**YOUR TASK**
Reproduce exactly the line that contains "of the woman" and all lines that follow it in the records below, ending with the last one.
'''
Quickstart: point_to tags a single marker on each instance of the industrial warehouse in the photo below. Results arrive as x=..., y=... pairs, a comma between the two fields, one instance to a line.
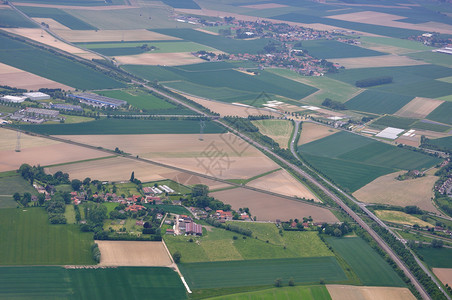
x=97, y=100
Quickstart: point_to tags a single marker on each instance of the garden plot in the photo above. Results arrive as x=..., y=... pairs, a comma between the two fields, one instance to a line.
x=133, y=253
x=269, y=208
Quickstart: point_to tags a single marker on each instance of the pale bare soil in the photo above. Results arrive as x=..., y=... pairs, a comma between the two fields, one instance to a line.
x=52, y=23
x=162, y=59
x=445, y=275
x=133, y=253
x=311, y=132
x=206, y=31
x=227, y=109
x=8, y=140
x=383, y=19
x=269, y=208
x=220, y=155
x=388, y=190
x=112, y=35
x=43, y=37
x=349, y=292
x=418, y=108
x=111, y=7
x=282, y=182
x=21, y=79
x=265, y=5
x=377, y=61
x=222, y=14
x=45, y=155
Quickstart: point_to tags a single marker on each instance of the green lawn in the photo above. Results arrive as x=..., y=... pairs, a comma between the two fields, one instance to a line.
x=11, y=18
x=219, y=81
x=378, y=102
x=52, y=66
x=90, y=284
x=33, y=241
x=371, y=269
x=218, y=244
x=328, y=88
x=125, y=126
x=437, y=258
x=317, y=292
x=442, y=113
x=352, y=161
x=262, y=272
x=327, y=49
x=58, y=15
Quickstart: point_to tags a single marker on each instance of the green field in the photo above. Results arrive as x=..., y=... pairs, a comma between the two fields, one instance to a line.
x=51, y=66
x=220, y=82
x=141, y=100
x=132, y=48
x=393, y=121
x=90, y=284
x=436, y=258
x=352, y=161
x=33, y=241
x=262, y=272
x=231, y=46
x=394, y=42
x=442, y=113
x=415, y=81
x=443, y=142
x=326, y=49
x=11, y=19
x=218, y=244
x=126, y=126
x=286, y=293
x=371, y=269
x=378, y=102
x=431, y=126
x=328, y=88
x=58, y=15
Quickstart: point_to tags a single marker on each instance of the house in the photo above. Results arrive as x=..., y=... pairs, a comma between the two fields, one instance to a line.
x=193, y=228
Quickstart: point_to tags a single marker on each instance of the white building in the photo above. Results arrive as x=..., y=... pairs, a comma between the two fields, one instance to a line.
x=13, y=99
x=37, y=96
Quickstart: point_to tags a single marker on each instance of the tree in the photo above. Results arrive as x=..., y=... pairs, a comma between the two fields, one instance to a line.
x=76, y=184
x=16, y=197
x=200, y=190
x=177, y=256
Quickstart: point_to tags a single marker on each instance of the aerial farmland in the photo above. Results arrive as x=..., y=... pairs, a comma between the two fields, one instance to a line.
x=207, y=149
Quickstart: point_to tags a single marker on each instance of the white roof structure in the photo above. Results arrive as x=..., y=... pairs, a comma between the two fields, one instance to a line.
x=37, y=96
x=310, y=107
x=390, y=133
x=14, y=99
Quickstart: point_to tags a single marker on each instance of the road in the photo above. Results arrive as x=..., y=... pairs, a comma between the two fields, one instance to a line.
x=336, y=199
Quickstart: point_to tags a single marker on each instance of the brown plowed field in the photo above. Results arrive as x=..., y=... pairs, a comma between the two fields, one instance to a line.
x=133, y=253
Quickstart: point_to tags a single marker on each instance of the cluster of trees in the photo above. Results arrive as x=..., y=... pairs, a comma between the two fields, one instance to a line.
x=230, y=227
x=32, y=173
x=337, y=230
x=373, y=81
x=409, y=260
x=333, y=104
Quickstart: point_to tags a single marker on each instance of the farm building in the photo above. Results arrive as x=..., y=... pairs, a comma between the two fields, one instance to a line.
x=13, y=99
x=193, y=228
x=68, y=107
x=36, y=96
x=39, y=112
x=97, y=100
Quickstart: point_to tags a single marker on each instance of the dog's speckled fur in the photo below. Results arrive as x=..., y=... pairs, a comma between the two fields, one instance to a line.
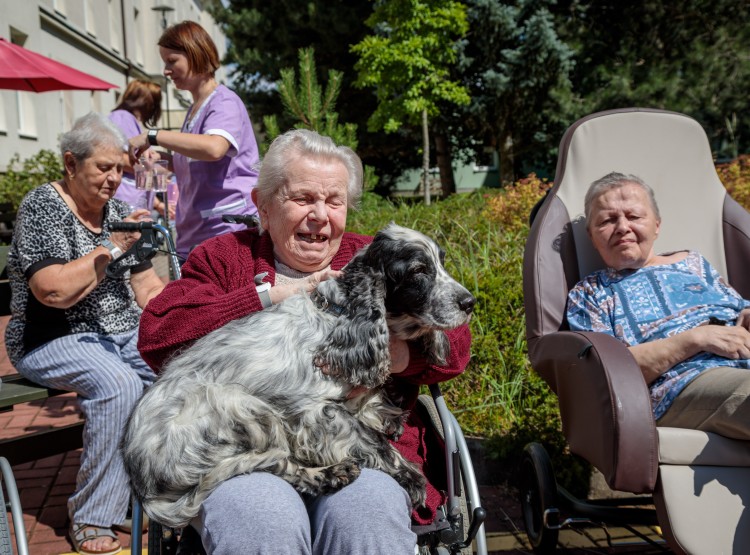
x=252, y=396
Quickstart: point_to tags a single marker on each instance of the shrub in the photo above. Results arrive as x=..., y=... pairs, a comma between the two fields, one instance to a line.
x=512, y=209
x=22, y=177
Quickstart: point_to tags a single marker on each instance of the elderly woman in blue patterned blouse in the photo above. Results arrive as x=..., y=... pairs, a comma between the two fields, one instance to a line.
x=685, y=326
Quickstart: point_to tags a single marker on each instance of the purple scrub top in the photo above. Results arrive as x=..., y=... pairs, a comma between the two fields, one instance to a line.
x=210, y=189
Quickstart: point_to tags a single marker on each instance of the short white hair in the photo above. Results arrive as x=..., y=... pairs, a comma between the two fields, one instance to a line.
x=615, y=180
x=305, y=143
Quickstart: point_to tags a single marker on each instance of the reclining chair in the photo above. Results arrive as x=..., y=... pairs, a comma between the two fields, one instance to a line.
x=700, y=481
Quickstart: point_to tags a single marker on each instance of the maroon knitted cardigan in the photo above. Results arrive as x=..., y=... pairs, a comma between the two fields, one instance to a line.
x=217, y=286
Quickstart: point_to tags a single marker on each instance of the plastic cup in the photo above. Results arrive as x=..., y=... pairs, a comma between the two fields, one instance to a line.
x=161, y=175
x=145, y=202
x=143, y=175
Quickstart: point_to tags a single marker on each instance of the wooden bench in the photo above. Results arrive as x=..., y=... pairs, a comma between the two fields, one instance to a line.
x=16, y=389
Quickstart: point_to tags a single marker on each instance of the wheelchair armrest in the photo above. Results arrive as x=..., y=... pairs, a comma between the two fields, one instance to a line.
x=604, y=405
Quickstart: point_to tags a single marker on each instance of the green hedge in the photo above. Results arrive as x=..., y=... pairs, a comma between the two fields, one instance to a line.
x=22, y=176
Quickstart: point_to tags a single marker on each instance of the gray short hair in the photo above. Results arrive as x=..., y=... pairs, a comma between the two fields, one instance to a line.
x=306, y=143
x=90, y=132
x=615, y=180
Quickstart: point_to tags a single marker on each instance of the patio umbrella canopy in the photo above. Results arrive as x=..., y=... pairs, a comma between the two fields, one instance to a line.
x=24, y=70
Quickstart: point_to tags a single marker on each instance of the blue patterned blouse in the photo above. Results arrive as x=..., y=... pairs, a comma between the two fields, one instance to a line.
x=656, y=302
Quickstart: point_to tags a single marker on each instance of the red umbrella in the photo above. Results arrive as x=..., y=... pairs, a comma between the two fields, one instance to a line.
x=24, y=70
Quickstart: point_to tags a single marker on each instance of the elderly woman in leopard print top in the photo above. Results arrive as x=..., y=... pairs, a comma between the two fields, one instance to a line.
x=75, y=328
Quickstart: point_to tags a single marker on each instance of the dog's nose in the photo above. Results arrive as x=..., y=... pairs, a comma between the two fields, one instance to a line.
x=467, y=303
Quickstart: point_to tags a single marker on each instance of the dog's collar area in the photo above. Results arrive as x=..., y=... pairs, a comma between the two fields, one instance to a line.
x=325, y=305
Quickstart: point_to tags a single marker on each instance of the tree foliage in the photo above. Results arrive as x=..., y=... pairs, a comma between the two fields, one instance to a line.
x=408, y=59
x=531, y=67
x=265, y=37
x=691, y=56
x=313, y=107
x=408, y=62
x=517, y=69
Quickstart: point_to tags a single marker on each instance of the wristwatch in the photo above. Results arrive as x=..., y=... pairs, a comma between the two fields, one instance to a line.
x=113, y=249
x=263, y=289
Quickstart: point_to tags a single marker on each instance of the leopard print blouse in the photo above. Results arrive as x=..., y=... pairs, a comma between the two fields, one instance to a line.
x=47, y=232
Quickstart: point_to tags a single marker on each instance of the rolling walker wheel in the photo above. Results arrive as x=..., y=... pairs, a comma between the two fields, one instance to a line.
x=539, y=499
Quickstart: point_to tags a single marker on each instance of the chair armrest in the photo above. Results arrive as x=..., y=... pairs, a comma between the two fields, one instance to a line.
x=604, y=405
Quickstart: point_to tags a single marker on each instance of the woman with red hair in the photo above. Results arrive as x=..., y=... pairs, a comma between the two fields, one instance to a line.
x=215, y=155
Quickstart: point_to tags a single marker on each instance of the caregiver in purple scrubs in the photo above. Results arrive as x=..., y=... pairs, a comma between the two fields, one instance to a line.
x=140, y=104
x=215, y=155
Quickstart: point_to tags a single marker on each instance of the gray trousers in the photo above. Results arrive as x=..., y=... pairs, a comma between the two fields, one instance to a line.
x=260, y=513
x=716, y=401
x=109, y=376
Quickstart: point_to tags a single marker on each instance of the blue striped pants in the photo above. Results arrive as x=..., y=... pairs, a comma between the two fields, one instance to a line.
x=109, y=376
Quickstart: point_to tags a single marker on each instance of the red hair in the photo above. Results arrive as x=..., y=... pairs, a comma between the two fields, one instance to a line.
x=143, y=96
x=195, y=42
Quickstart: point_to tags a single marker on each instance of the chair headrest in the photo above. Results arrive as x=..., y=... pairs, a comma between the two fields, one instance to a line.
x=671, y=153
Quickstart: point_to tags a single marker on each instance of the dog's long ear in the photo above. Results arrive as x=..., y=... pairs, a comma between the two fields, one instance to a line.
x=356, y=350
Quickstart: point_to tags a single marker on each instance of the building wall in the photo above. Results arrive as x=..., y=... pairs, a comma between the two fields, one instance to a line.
'''
**SOLUTION TO THIS PROBLEM**
Quickstart: point_to tags a single marker on each instance of the woman with red hair in the photo above. Results arrive as x=..., y=... pairs, a comma between the two fields, one instance to a line.
x=215, y=155
Quickstart: point_to tags a single marker on each instance of the caregiver in purple scrubs in the photo above. Results arrive as x=..., y=... pairs, a comma between the two fields, one instance to a line.
x=140, y=104
x=215, y=155
Quickstart: point_to tags a single marker on each instance of the gray trousers in the photo above. Results arrive as x=..., y=... pairs, a comma between the two fields, one instance to a line.
x=260, y=513
x=716, y=401
x=109, y=376
Quickstart: point_to tags a single marker on each instance of the blue striped pants in the photo above. Results arrive as x=..., y=... pairs, a comma between the two fields, one instance to a line.
x=109, y=376
Quickstart: point_to tags a single marker on each instance of the red hair in the photo above. Results arrive as x=..., y=... pairs, a comma between the two fields, one instance to a line.
x=143, y=96
x=195, y=42
Quickstart: point_to tags a single marker on each instance of the chair headrest in the photo above. Results arrive as x=..., y=... pairs, a comma between the two fields, one instance to a line.
x=671, y=153
Quickstart: point_to tags a single marker on each instance of the dog's long ear in the photo above. Results arrive as x=..., y=... pairs, a comma between the two fields, one instance to a line.
x=356, y=350
Quickstart: point_to tags a single marker on each instance of the building wall in the photo above. Results arrive as x=..., y=... pairs, a comma between the two fields, one instance to a line.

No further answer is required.